* Start EXERCISE DATA *

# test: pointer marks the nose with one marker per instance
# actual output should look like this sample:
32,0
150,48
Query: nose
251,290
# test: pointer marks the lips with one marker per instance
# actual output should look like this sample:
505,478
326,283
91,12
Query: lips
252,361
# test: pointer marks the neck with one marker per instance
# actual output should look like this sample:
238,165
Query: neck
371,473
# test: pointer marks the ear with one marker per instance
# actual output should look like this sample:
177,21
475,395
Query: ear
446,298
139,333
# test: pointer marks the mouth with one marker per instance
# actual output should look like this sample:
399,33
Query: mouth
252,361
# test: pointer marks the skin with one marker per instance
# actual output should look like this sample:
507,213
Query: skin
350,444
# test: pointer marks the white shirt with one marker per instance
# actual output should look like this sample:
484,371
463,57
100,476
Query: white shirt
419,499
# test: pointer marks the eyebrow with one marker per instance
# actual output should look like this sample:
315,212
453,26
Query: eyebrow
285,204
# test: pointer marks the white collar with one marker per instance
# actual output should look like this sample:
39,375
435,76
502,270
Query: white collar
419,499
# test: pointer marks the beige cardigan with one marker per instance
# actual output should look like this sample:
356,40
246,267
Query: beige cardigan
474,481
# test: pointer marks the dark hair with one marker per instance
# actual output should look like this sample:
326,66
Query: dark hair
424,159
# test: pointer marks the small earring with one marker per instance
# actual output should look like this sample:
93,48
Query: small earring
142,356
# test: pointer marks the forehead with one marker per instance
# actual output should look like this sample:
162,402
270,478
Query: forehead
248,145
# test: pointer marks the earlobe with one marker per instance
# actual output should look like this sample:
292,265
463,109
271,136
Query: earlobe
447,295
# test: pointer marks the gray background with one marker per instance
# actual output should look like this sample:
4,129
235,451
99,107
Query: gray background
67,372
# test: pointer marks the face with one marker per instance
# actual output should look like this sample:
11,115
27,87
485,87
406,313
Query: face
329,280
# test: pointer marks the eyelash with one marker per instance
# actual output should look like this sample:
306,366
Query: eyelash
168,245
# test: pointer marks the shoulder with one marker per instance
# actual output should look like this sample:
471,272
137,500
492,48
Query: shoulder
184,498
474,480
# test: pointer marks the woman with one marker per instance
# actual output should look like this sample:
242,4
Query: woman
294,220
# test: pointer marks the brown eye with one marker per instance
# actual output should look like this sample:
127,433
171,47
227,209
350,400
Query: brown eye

* End EXERCISE DATA *

Could you put every line of the records above into a numbered list, skipping any blank lines?

TASK RESPONSE:
1. # test: pointer marks the nose with one marker per instance
2. # actual output should look like this sample:
3. 32,0
4. 150,48
5. Query: nose
6. 251,290
7. # test: pointer marks the lips with one marker per instance
8. # actual output should look like this sample:
9. 505,478
10. 326,283
11. 91,12
12. Query: lips
13. 252,361
14. # test: pointer marks the neck with one marker per instance
15. # actual output should look like this sample:
16. 238,165
17. Query: neck
18. 371,473
19. # test: pointer marks the ear with one marker per instance
20. # actual output should look like this sample:
21. 177,21
22. 475,395
23. Query: ear
24. 446,298
25. 139,333
26. # test: pointer marks the mouth with one marker per instance
27. # actual output should look like this sample:
28. 399,33
29. Query: mouth
30. 252,361
31. # test: pointer marks the skin with one marker per instance
32. # actual output should look like this sample:
33. 507,213
34. Query: skin
35. 350,444
36. # test: pointer marks the white shirt with one marker per instance
37. # actual output should look like this sample:
38. 484,371
39. 463,57
40. 100,476
41. Query: white shirt
42. 419,499
43. # test: pointer marks the eyebrow with one marker per instance
44. # actual output should look like this sample:
45. 315,212
46. 453,26
47. Query: eyebrow
48. 285,204
49. # test: pointer marks the white collar with one marker per instance
50. # actual output should look like this sample:
51. 39,375
52. 435,76
53. 502,270
54. Query: white collar
55. 419,499
56. # test: pointer marks the beige cardigan with one marker per instance
57. # actual output should look like this sample:
58. 356,40
59. 246,267
60. Query: beige cardigan
61. 474,481
62. # test: pointer marks the dark hair with one marker per instance
63. # actual output should look like this sample:
64. 326,66
65. Query: dark hair
66. 424,159
67. # test: pointer marks the small earring with one marker per instance
68. # actual output should look like this sample:
69. 93,48
70. Query: small earring
71. 142,356
72. # test: pointer marks the forehead with one marker per instance
73. # actual output should look like this sample:
74. 162,402
75. 270,478
76. Query: forehead
77. 248,145
78. # test: pointer marks the earlobe with one marker per instance
79. # actual output should look like this sample:
80. 292,265
81. 463,109
82. 271,136
83. Query: earlobe
84. 447,295
85. # test: pointer marks the gray background with one marker per instance
86. # actual output should look like this sample:
87. 4,129
88. 235,451
89. 99,107
90. Query: gray background
91. 67,372
92. # test: pointer marks the face with one marker per instance
93. # actual output should look like this sample:
94. 11,115
95. 27,87
96. 485,87
97. 406,313
98. Query: face
99. 329,280
100. # test: pointer marks the eyelash with one marker per instance
101. # actual output should look like this sample:
102. 306,366
103. Query: eyelash
104. 168,245
105. # test: pointer marks the shoulder with one marker per instance
106. # actual output should look like this sample:
107. 471,272
108. 137,500
109. 492,48
110. Query: shoulder
111. 184,498
112. 474,480
113. # test: pointer marks the woman with one marker per instance
114. # actual output should look like this sample:
115. 242,4
116. Query: woman
117. 294,220
118. # test: pointer marks the brown eye with one marker per instance
119. # actual output should look like this sample:
120. 127,433
121. 171,47
122. 227,209
123. 350,400
124. Query: brown eye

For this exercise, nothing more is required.